>> START Dataset entries
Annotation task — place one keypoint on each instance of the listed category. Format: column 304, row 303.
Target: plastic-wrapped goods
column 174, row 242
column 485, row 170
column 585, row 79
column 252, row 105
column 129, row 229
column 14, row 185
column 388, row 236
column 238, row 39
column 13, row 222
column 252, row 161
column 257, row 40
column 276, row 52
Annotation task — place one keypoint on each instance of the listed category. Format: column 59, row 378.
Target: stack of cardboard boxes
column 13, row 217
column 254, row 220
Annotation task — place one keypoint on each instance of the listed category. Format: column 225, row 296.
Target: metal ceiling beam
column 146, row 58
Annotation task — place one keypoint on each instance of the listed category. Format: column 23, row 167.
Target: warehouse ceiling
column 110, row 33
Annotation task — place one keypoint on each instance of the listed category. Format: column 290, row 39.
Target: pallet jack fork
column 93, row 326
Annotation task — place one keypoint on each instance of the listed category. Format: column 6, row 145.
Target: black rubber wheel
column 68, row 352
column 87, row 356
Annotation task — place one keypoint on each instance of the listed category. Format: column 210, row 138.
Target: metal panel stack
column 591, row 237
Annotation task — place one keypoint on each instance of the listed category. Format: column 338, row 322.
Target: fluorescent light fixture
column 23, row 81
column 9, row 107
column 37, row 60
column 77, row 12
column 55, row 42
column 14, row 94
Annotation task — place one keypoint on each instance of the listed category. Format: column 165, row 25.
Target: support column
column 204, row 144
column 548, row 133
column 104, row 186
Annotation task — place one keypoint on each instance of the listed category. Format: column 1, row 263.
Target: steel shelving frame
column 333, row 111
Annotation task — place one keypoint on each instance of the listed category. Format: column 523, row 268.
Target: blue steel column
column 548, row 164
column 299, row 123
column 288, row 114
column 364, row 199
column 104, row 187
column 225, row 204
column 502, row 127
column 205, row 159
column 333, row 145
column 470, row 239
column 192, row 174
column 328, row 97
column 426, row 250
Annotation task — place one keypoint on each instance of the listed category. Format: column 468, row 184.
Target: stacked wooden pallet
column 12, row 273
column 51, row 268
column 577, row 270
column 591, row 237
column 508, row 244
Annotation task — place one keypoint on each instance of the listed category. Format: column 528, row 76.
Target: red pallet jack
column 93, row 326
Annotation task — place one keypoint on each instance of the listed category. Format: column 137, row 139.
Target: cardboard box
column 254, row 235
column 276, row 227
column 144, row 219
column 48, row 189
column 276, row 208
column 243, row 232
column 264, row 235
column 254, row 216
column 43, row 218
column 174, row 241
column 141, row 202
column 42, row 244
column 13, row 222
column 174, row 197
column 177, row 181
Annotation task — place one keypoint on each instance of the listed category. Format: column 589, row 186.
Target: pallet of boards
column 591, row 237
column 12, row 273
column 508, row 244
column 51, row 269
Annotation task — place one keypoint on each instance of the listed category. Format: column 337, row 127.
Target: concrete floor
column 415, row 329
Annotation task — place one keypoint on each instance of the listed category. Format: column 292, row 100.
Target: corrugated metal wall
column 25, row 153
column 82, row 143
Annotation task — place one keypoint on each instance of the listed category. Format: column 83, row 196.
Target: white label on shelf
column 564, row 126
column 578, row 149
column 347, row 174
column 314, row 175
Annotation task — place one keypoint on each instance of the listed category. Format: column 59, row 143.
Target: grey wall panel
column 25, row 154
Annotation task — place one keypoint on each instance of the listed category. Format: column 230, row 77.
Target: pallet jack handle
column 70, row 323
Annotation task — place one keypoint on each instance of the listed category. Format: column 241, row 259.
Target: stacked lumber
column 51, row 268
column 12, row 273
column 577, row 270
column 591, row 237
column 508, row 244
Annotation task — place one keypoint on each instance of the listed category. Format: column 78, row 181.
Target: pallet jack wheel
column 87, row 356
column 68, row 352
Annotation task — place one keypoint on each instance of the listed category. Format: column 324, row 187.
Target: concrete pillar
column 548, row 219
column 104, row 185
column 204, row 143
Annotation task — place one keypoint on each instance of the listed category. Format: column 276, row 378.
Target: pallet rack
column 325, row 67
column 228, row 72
>> END Dataset entries
### The exercise
Turn all of the data above into a Markdown table with two columns, Number and Content. Give each non-blank line its own row, numbered in order.

### Exercise output
| Number | Content |
|---|---|
| 1 | Annotation task — place one keypoint on each instance of the listed category. Format: column 304, row 303. |
| 2 | Target: plastic-wrapped goods |
| 3 | column 174, row 242 |
| 4 | column 485, row 170 |
| 5 | column 585, row 79 |
| 6 | column 252, row 105 |
| 7 | column 129, row 229 |
| 8 | column 14, row 185 |
| 9 | column 388, row 236 |
| 10 | column 238, row 39 |
| 11 | column 13, row 222 |
| 12 | column 252, row 161 |
| 13 | column 257, row 40 |
| 14 | column 276, row 52 |
| 15 | Annotation task — place one keypoint on each instance of the listed category. Format: column 59, row 378. |
| 16 | Target: stack of cardboard boxes |
| 17 | column 13, row 217 |
| 18 | column 254, row 220 |
| 19 | Annotation task — place one keypoint on each instance of the listed category. Format: column 225, row 296. |
| 20 | Target: metal ceiling beam |
| 21 | column 146, row 58 |
| 22 | Annotation task — place one keypoint on each instance of the listed category. Format: column 23, row 167. |
| 23 | Target: warehouse ceiling |
| 24 | column 110, row 33 |
| 25 | Annotation task — place one keypoint on each instance of the listed category. Format: column 290, row 39. |
| 26 | Target: pallet jack fork |
| 27 | column 93, row 326 |
| 28 | Annotation task — place one keypoint on each instance of the listed category. Format: column 6, row 145. |
| 29 | Target: black rubber wheel |
| 30 | column 68, row 352 |
| 31 | column 87, row 356 |
| 32 | Annotation task — place one keypoint on each instance of the listed category. Format: column 210, row 138. |
| 33 | Target: metal panel stack |
| 34 | column 591, row 237 |
| 35 | Annotation task — place one keypoint on each instance of the listed category. Format: column 338, row 322. |
| 36 | Target: fluorescent light fixture |
| 37 | column 23, row 81 |
| 38 | column 9, row 107 |
| 39 | column 37, row 60 |
| 40 | column 77, row 12 |
| 41 | column 55, row 42 |
| 42 | column 14, row 94 |
| 43 | Annotation task — place one keypoint on each instance of the listed category. Format: column 165, row 25. |
| 44 | Target: support column |
| 45 | column 204, row 144 |
| 46 | column 548, row 133 |
| 47 | column 104, row 186 |
| 48 | Annotation task — place one keypoint on each instance of the listed category. Format: column 1, row 263. |
| 49 | Target: steel shelving frame |
| 50 | column 333, row 111 |
| 51 | Annotation task — place one keypoint on each instance of the listed category. Format: column 523, row 268. |
| 52 | Target: blue steel column |
| 53 | column 548, row 164 |
| 54 | column 299, row 123 |
| 55 | column 288, row 114 |
| 56 | column 364, row 199 |
| 57 | column 104, row 187 |
| 58 | column 225, row 204 |
| 59 | column 502, row 127 |
| 60 | column 205, row 159 |
| 61 | column 333, row 145 |
| 62 | column 470, row 239 |
| 63 | column 192, row 174 |
| 64 | column 328, row 97 |
| 65 | column 426, row 250 |
| 66 | Annotation task — place one keypoint on each instance of the listed category. Format: column 468, row 184. |
| 67 | Target: stacked wooden pallet |
| 68 | column 12, row 273 |
| 69 | column 51, row 268 |
| 70 | column 577, row 270 |
| 71 | column 591, row 237 |
| 72 | column 508, row 244 |
| 73 | Annotation task — place one keypoint on each instance of the listed category. Format: column 528, row 76. |
| 74 | Target: red pallet jack |
| 75 | column 93, row 326 |
| 76 | Annotation task — place one keypoint on each instance of the listed category. Format: column 137, row 139. |
| 77 | Target: cardboard box |
| 78 | column 254, row 235 |
| 79 | column 276, row 227 |
| 80 | column 144, row 219 |
| 81 | column 48, row 189 |
| 82 | column 276, row 208 |
| 83 | column 243, row 232 |
| 84 | column 264, row 235 |
| 85 | column 254, row 216 |
| 86 | column 43, row 218 |
| 87 | column 174, row 241 |
| 88 | column 141, row 202 |
| 89 | column 42, row 244 |
| 90 | column 13, row 222 |
| 91 | column 174, row 197 |
| 92 | column 177, row 181 |
| 93 | Annotation task — place one keypoint on each instance of the listed category. Format: column 589, row 186. |
| 94 | Target: pallet of boards |
| 95 | column 591, row 237 |
| 96 | column 12, row 273 |
| 97 | column 508, row 244 |
| 98 | column 51, row 269 |
| 99 | Annotation task — place one keypoint on each instance of the listed category. Format: column 337, row 127. |
| 100 | Target: concrete floor |
| 101 | column 415, row 329 |
| 102 | Annotation task — place one keypoint on each instance of the listed category. Format: column 292, row 100. |
| 103 | Target: corrugated metal wall |
| 104 | column 25, row 153 |
| 105 | column 82, row 143 |
| 106 | Annotation task — place one keypoint on each instance of the listed category. Format: column 83, row 196. |
| 107 | Target: white label on shelf |
| 108 | column 564, row 126 |
| 109 | column 578, row 149 |
| 110 | column 347, row 174 |
| 111 | column 314, row 175 |
| 112 | Annotation task — place one keypoint on each instance of the listed category. Format: column 59, row 143. |
| 113 | Target: grey wall panel |
| 114 | column 25, row 154 |
| 115 | Annotation task — place one keypoint on each instance of the listed category. Format: column 230, row 77. |
| 116 | Target: pallet jack handle |
| 117 | column 70, row 323 |
| 118 | Annotation task — place one keypoint on each instance of the listed category. Format: column 241, row 259. |
| 119 | Target: stacked lumber |
| 120 | column 51, row 268 |
| 121 | column 12, row 273 |
| 122 | column 577, row 270 |
| 123 | column 591, row 237 |
| 124 | column 508, row 244 |
| 125 | Annotation task — place one keypoint on each instance of the listed category. Format: column 78, row 181. |
| 126 | Target: pallet jack wheel |
| 127 | column 87, row 356 |
| 128 | column 68, row 352 |
| 129 | Annotation task — place one keypoint on each instance of the listed category. Format: column 324, row 187. |
| 130 | Target: concrete pillar |
| 131 | column 548, row 219 |
| 132 | column 104, row 185 |
| 133 | column 204, row 143 |
| 134 | Annotation task — place one keypoint on each instance of the listed category. Format: column 276, row 378. |
| 135 | Target: pallet rack |
| 136 | column 325, row 67 |
| 137 | column 228, row 72 |